◆ Exercise input ◆
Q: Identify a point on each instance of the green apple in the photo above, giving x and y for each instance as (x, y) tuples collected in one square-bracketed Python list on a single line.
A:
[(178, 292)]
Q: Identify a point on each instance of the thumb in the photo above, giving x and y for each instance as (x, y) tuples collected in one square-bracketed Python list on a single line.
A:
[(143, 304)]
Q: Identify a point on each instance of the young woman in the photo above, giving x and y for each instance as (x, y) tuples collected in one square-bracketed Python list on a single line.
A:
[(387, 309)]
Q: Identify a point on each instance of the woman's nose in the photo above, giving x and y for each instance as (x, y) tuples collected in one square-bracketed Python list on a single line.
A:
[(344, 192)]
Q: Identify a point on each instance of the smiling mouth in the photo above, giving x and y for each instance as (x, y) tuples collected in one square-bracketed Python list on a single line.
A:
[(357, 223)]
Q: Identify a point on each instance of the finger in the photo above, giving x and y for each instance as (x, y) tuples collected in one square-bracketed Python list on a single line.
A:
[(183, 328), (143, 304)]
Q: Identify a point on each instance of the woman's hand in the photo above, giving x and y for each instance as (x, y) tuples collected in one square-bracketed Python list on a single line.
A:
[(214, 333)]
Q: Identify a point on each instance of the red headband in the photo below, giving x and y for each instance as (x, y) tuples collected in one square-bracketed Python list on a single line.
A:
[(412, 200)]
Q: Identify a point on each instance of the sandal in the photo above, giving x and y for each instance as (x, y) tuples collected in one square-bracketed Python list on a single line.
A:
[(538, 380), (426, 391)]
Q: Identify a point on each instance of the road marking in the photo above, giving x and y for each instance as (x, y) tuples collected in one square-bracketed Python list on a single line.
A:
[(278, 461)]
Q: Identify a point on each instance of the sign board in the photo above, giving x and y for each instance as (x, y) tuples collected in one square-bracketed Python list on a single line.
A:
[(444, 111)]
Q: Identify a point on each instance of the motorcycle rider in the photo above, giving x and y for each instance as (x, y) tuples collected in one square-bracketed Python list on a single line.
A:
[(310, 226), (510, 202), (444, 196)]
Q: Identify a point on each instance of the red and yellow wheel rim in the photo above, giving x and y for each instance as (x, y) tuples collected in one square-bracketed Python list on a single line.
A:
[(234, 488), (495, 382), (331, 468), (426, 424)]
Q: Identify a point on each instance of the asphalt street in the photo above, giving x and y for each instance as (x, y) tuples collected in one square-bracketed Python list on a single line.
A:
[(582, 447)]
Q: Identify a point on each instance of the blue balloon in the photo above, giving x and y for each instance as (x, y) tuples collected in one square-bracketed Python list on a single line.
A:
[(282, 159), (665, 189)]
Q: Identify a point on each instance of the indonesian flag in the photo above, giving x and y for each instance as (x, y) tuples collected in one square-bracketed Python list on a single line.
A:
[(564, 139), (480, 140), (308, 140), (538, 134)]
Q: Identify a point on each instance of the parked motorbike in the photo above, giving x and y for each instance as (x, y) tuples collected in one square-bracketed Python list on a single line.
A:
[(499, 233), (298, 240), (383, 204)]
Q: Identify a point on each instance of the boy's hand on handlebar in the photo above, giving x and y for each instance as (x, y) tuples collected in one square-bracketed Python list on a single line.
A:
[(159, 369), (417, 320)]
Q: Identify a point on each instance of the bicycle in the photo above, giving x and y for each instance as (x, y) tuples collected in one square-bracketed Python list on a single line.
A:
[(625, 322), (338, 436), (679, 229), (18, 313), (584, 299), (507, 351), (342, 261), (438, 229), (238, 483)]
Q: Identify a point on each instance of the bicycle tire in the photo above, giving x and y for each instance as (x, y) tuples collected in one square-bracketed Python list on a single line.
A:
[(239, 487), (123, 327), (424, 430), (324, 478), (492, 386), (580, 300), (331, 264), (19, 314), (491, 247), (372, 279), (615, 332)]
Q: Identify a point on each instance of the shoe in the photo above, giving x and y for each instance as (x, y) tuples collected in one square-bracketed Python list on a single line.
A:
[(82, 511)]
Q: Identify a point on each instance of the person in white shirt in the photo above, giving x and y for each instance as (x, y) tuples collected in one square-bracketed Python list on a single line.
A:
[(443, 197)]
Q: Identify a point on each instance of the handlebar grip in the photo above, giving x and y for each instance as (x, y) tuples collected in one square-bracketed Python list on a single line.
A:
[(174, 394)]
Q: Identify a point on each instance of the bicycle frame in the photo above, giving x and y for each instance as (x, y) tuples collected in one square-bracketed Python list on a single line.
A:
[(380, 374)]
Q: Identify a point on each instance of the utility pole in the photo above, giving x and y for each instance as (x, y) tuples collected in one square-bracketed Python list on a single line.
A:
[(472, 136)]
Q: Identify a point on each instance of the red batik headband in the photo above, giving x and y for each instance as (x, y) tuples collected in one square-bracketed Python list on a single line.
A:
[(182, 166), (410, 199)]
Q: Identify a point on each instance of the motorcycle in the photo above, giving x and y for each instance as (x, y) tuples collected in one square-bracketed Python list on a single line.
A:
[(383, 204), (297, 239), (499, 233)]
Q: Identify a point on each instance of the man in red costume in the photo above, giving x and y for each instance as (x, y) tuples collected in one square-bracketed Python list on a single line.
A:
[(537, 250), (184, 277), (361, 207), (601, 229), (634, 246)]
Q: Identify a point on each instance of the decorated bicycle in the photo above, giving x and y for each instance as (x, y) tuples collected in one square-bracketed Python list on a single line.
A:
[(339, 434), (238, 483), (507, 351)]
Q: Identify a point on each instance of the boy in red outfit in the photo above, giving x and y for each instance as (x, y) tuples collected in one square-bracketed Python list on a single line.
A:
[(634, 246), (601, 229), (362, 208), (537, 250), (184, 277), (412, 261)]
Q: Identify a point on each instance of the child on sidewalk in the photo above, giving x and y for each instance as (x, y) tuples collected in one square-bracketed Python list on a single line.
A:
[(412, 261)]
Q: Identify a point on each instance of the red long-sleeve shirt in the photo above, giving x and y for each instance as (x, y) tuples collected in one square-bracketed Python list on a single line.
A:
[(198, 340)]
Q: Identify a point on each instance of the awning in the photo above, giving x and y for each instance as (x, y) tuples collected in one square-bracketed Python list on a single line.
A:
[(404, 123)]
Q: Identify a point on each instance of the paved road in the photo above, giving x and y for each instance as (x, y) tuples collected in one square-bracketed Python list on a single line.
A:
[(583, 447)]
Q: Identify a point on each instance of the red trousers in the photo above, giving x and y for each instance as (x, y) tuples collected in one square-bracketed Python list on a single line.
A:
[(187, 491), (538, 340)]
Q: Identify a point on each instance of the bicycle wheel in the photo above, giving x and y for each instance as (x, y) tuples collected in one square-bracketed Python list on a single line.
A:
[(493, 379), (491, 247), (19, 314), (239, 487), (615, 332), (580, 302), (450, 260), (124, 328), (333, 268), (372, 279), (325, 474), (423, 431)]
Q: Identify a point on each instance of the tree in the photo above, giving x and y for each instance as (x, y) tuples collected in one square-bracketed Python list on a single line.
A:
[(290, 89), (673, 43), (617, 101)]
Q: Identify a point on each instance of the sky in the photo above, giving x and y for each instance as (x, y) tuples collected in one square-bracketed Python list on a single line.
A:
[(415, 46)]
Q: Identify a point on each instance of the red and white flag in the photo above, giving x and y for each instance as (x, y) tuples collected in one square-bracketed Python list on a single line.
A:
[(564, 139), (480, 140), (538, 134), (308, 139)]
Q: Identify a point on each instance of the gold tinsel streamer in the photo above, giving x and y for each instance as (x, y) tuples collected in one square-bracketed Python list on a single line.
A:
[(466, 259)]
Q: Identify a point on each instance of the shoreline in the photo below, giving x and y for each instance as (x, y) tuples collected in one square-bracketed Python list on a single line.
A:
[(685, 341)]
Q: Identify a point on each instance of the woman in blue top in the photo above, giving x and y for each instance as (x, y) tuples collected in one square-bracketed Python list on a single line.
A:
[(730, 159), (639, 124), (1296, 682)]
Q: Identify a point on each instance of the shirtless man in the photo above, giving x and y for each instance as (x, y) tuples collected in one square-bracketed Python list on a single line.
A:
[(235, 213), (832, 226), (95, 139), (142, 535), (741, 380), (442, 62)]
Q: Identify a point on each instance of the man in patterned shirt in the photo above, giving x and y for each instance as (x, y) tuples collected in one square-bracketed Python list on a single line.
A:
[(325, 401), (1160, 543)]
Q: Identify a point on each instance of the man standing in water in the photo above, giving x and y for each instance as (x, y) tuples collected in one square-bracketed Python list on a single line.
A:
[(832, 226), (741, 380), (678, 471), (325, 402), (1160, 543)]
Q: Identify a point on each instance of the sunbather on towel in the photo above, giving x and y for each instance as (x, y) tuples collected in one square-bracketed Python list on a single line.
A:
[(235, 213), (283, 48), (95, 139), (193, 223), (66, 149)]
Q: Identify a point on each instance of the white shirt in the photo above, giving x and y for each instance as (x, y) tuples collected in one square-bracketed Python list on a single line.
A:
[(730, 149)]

◆ Instructions for the task ◆
Reproduce the stretch of entries from the line containing "Q: Identify a point on each instance of the red long-sleeve" through the line containing "[(198, 340)]", replacing "long-sleeve" with "short-sleeve" and leaving everything else unchanged.

◆ Final result ◆
Q: Identify a point on each instance of the red short-sleeve shirt in the photo above, giving x and y for each instance as (x, y) tuples collected in one square-bracketed Python list on a single line.
A:
[(198, 340)]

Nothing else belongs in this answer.